*Prompt*
Please reproduce all of the data exactly as it appears, but skip the pictures.

*Data entries*

===============

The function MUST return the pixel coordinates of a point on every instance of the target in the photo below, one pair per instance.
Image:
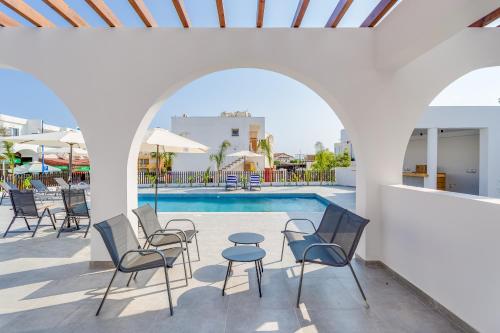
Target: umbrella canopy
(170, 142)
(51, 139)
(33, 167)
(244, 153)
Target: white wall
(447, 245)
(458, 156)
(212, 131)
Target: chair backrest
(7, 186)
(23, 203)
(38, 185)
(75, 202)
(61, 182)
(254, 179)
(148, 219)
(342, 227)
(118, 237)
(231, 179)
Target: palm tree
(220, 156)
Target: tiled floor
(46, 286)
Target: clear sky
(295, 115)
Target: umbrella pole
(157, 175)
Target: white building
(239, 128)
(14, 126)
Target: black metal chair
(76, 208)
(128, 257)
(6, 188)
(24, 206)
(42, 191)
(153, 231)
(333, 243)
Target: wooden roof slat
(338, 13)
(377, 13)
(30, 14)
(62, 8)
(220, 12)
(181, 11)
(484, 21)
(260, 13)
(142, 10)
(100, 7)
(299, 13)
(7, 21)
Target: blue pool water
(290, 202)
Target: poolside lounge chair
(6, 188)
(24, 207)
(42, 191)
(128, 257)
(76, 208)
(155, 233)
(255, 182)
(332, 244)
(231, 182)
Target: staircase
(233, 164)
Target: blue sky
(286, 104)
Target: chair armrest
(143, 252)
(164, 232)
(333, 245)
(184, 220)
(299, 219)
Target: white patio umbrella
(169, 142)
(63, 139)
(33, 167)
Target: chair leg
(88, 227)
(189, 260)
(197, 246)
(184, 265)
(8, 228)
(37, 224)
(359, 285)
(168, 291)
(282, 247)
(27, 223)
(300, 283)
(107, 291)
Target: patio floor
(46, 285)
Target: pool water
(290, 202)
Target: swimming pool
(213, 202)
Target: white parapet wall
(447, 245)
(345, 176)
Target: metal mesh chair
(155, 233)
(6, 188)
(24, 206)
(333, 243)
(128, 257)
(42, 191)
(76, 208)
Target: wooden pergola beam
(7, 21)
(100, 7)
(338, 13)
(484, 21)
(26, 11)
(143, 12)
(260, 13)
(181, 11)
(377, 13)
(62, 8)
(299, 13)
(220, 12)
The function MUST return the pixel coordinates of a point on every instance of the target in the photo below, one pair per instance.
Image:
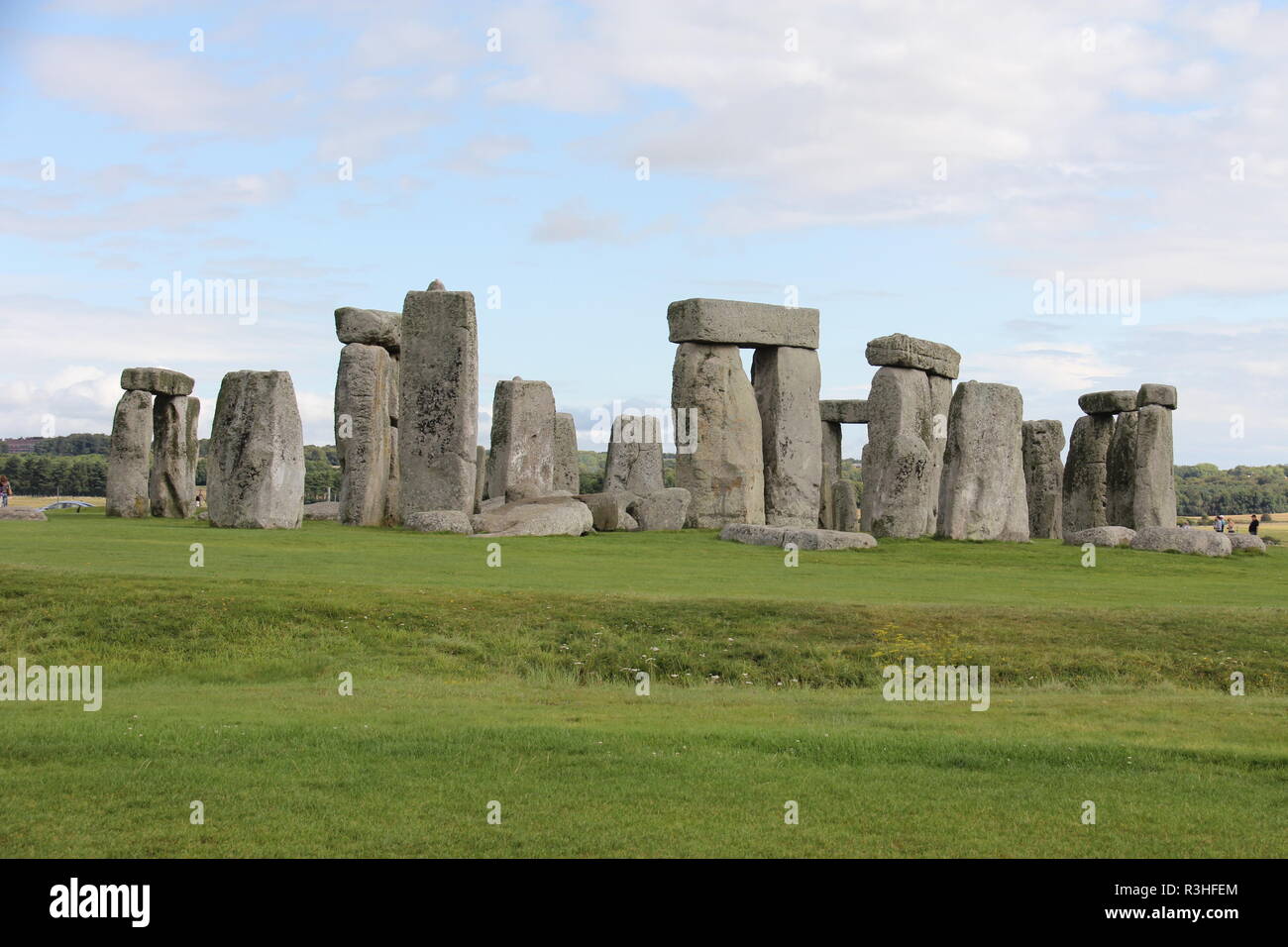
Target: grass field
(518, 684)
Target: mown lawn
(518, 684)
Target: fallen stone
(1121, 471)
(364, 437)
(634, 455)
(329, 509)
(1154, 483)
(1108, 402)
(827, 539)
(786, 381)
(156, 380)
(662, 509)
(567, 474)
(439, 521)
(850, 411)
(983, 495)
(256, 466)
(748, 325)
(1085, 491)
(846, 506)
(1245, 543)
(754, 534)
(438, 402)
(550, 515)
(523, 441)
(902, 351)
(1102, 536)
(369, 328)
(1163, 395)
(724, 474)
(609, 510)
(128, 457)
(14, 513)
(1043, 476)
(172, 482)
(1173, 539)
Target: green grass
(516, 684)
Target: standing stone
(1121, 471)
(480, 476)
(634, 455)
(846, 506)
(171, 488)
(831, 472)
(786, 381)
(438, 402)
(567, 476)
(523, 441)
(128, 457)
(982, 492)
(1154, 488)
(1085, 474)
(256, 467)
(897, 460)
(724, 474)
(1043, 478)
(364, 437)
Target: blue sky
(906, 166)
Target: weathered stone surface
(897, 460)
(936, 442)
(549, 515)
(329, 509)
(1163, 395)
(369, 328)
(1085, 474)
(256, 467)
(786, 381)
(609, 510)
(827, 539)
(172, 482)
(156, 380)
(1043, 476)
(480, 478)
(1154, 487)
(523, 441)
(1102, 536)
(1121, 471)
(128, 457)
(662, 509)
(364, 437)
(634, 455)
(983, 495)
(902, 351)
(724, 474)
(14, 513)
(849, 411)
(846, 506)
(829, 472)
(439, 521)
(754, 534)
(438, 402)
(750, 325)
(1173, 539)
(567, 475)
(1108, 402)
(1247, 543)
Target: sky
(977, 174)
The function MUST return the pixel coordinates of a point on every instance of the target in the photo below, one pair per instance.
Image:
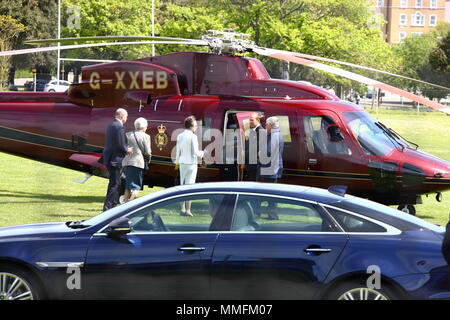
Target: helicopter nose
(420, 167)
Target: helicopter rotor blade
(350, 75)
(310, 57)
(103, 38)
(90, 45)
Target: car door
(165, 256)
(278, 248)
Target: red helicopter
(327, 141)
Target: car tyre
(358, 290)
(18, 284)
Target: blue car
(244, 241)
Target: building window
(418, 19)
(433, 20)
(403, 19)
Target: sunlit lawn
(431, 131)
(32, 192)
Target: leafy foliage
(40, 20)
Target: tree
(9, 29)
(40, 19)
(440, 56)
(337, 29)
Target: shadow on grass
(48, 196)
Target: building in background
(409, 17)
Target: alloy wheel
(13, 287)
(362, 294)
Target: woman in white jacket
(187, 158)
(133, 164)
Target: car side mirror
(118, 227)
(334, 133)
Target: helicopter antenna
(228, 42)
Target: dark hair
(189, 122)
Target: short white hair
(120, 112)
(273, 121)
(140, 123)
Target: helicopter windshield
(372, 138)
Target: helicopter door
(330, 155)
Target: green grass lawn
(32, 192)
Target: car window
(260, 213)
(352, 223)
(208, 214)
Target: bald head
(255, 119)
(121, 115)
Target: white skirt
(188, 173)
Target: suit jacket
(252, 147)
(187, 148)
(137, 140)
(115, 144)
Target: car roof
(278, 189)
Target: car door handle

===============

*Exercise result*
The function MUST return the pixel coordinates of a point on every instance of the target in the photo below, one pair per instance.
Image:
Target: umbrella canopy
(170, 142)
(51, 139)
(33, 167)
(244, 153)
Target: white wall
(447, 245)
(458, 156)
(212, 131)
Target: chair backrest
(7, 186)
(23, 203)
(38, 185)
(75, 202)
(61, 182)
(254, 179)
(148, 219)
(342, 227)
(118, 237)
(231, 179)
Target: palm tree
(220, 156)
Target: tiled floor
(46, 286)
Target: clear sky
(295, 115)
Target: umbrella pole
(157, 175)
Target: white building
(239, 128)
(14, 126)
Target: black metal chair
(76, 208)
(128, 257)
(6, 188)
(24, 206)
(42, 191)
(153, 231)
(333, 243)
Target: wooden roof slat
(338, 13)
(377, 13)
(30, 14)
(62, 8)
(220, 12)
(181, 11)
(484, 21)
(260, 13)
(142, 10)
(100, 7)
(299, 13)
(7, 21)
Target: blue pool water
(290, 202)
Target: poolside lounge chair
(6, 188)
(24, 207)
(42, 191)
(128, 257)
(76, 208)
(155, 233)
(255, 182)
(332, 244)
(231, 182)
Target: staircase
(233, 164)
Target: blue sky
(286, 104)
Target: chair armrest
(143, 252)
(164, 232)
(333, 245)
(184, 220)
(299, 219)
Target: white patio umbrella
(169, 142)
(63, 139)
(33, 167)
Target: chair leg
(88, 227)
(189, 260)
(197, 246)
(184, 265)
(8, 228)
(37, 224)
(359, 285)
(168, 291)
(282, 247)
(27, 223)
(300, 283)
(107, 291)
Target: patio floor
(46, 285)
Target: pool water
(290, 202)
Target: swimming pool
(213, 202)
Target: white parapet wall
(447, 245)
(345, 176)
Target: metal mesh chair
(155, 233)
(6, 188)
(24, 206)
(333, 243)
(128, 257)
(42, 191)
(76, 208)
Target: wooden pergola beam
(7, 21)
(100, 7)
(338, 13)
(484, 21)
(26, 11)
(143, 12)
(260, 13)
(181, 11)
(377, 13)
(62, 8)
(299, 13)
(220, 12)
The function MUST return the pixel coordinates of a point on every instance of the target in the photo below, one pair per instance.
Image:
Target: grass field
(518, 684)
Target: mown lawn
(518, 684)
Target: fallen stone
(1121, 471)
(364, 437)
(634, 455)
(329, 509)
(1154, 483)
(1108, 402)
(827, 539)
(786, 381)
(156, 380)
(662, 509)
(567, 474)
(439, 521)
(850, 411)
(983, 495)
(256, 466)
(748, 325)
(1085, 491)
(846, 506)
(1245, 543)
(754, 534)
(438, 402)
(550, 515)
(523, 441)
(902, 351)
(1102, 536)
(369, 328)
(1163, 395)
(724, 474)
(609, 510)
(128, 457)
(14, 513)
(1043, 476)
(172, 482)
(1173, 539)
Target: green grass
(516, 684)
Target: standing stone
(1121, 471)
(480, 476)
(634, 455)
(846, 506)
(171, 488)
(831, 472)
(786, 381)
(438, 402)
(567, 476)
(523, 441)
(128, 457)
(982, 492)
(1154, 488)
(1085, 474)
(256, 467)
(897, 460)
(724, 474)
(1043, 478)
(364, 437)
Target: blue sky
(906, 166)
Target: weathered stone surface
(897, 460)
(936, 442)
(549, 515)
(329, 509)
(1163, 395)
(369, 328)
(1085, 474)
(256, 467)
(786, 381)
(609, 510)
(827, 539)
(172, 482)
(156, 380)
(1043, 476)
(480, 478)
(1154, 487)
(523, 441)
(1102, 536)
(1121, 471)
(128, 457)
(662, 509)
(364, 437)
(634, 455)
(983, 495)
(902, 351)
(724, 474)
(14, 513)
(849, 411)
(846, 506)
(829, 472)
(439, 521)
(754, 534)
(438, 402)
(750, 325)
(1173, 539)
(567, 475)
(1108, 402)
(1247, 543)
Target: sky
(977, 174)
The function MUST return the pixel coordinates of a point on every instance of the target in the photo below, one pair per instance.
Image:
Target: helicopter nose
(420, 167)
Target: helicopter rotor blade
(350, 75)
(310, 57)
(103, 38)
(90, 45)
Target: car door
(165, 256)
(278, 248)
Target: red helicopter
(327, 141)
Target: car tyre
(358, 290)
(18, 284)
Target: blue car
(244, 241)
Target: building window
(418, 19)
(433, 20)
(403, 19)
Target: sunlit lawn
(431, 131)
(32, 192)
Target: leafy foliage
(40, 20)
Target: tree
(9, 29)
(40, 19)
(440, 56)
(337, 29)
Target: shadow on grass
(48, 196)
Target: building in background
(409, 17)
Target: alloy wheel
(13, 287)
(362, 294)
Target: woman in white jacket
(187, 158)
(133, 164)
Target: car side mirror
(118, 227)
(334, 133)
Target: helicopter antenna
(228, 42)
Target: dark hair
(189, 122)
Target: short white hair
(120, 112)
(273, 121)
(140, 123)
Target: helicopter windshield
(372, 138)
Target: helicopter door
(330, 155)
Target: green grass lawn
(32, 192)
Target: car window
(260, 213)
(352, 223)
(208, 214)
Target: bald head
(255, 119)
(121, 115)
Target: white skirt
(188, 173)
Target: suit jacket
(252, 147)
(187, 148)
(137, 140)
(115, 144)
Target: car roof
(278, 189)
Target: car door handle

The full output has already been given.